_Supplied records_:
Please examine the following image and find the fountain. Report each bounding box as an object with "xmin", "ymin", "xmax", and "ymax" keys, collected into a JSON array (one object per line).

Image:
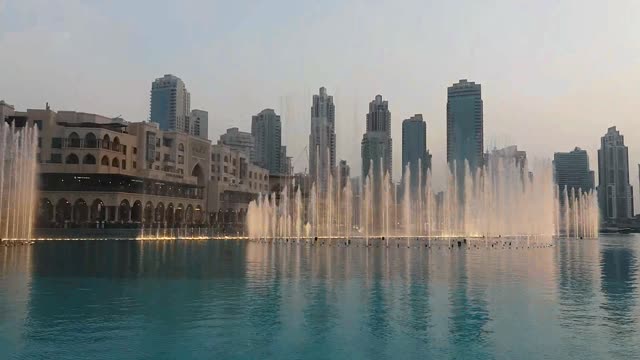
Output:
[
  {"xmin": 247, "ymin": 157, "xmax": 599, "ymax": 242},
  {"xmin": 0, "ymin": 121, "xmax": 38, "ymax": 240}
]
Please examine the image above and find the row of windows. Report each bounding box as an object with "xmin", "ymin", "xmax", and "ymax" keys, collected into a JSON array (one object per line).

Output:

_Exercise instructions_: Rewrite the listing above with every instance of "fountain" swapped for "statue" and everything else unchanged. Leave the pictures out of your answer.

_Finished answer_:
Please examine the following image and find the statue. Report each bounding box as an object with "xmin", "ymin", "xmax", and "ymax" keys, collected into a JSON array (one object per line).

Image:
Output:
[
  {"xmin": 247, "ymin": 157, "xmax": 599, "ymax": 242},
  {"xmin": 0, "ymin": 121, "xmax": 38, "ymax": 240}
]
Please examine the image above and find the row of windows. Report each bounding box as an object with "xmin", "ymin", "xmax", and "ymax" keys, collected into a JSON array (one object per line).

Output:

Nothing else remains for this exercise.